* [Exercise]: Format every line of the material that follows as a JSON list of strings, one string per line, leaving out blank lines.
BEGIN Records for processing
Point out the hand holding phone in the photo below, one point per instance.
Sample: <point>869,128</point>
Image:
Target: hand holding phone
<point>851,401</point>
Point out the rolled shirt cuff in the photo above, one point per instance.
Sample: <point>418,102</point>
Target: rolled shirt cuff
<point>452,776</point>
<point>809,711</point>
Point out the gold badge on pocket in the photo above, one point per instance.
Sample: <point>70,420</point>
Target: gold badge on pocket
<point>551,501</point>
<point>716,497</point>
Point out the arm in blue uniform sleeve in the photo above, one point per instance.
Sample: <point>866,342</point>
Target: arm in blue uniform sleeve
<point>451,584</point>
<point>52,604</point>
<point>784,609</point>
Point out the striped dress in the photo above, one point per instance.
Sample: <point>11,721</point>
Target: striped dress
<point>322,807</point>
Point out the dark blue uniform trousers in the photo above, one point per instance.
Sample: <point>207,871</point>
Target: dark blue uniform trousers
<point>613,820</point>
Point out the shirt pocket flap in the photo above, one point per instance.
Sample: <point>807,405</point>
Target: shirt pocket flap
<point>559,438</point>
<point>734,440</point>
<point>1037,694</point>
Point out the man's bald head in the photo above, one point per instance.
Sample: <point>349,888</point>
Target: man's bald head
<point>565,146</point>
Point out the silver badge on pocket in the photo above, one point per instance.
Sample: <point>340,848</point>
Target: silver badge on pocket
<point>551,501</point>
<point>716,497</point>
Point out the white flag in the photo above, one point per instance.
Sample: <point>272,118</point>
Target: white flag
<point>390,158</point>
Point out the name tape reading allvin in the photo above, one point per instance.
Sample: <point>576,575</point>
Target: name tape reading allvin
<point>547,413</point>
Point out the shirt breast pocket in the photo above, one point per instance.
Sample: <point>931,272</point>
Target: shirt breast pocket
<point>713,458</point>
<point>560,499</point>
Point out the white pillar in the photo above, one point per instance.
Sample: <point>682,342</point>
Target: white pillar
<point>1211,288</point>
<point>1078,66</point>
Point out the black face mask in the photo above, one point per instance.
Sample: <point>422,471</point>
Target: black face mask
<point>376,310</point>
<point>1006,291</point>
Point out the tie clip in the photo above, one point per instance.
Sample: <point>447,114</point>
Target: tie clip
END Records for processing
* [Solution to this exercise]:
[
  "Point out the hand holding phone in the photo below, one point per instance.",
  "Sample: <point>869,128</point>",
  "Image:",
  "Target: hand holding phone",
  "<point>851,401</point>",
  "Point out the rolled shirt cuff in the photo above, one point per instance.",
  "Sample: <point>418,102</point>",
  "Target: rolled shirt cuff",
  "<point>452,776</point>",
  "<point>809,711</point>",
  "Point out the gold badge on pocket in the photo above, one point per instance.",
  "Sample: <point>70,420</point>",
  "Target: gold badge on pocket",
  "<point>551,501</point>",
  "<point>716,497</point>",
  "Point out the arm in blue uniform sleeve in the photo above, one point per instance.",
  "Sample: <point>866,342</point>",
  "Target: arm in blue uniform sleeve",
  "<point>451,584</point>",
  "<point>52,604</point>",
  "<point>784,609</point>",
  "Point out the striped dress in the photo above, one point per instance.",
  "Sample: <point>11,721</point>",
  "Target: striped dress",
  "<point>322,807</point>",
  "Point out the dark blue uniform trousers in the photo above, one point per instance.",
  "Sample: <point>207,871</point>",
  "Target: dark blue uniform trousers",
  "<point>613,820</point>",
  "Point out the shirt pocket flap in the photo above, one point per instance.",
  "Sample: <point>807,405</point>",
  "Target: shirt pocket flap",
  "<point>559,438</point>",
  "<point>734,440</point>",
  "<point>1037,694</point>",
  "Point out the man's bald head in the photo above, one point per instance.",
  "Sample: <point>349,888</point>",
  "Target: man's bald head",
  "<point>565,146</point>",
  "Point out the silver badge on pocket in the photo above, one point per instance.",
  "Sample: <point>340,848</point>",
  "Target: silver badge on pocket",
  "<point>551,501</point>",
  "<point>716,497</point>",
  "Point out the white flag in the photo above, one point per instance.",
  "Sample: <point>272,118</point>",
  "Target: white flag",
  "<point>390,158</point>",
  "Point out the name tape reading allvin in the photo above, one point per instance.",
  "Sample: <point>576,575</point>",
  "Target: name tape reading allvin",
  "<point>547,413</point>",
  "Point out the shirt breast pocket in the photo above, one point per instance.",
  "Sample: <point>931,272</point>",
  "Target: shirt breast pocket",
  "<point>713,458</point>",
  "<point>560,499</point>",
  "Point out the white pillar in the photo above, one point per instance.",
  "Sample: <point>682,342</point>",
  "Target: white pillar",
  "<point>1211,288</point>",
  "<point>1078,66</point>",
  "Point out the black face mask in the photo above, one point per instance.",
  "Sample: <point>422,471</point>",
  "Target: black face mask",
  "<point>376,310</point>",
  "<point>1006,291</point>",
  "Point out the tie clip in the photo above, one point per instance.",
  "Sample: <point>447,114</point>",
  "Target: tie clip"
]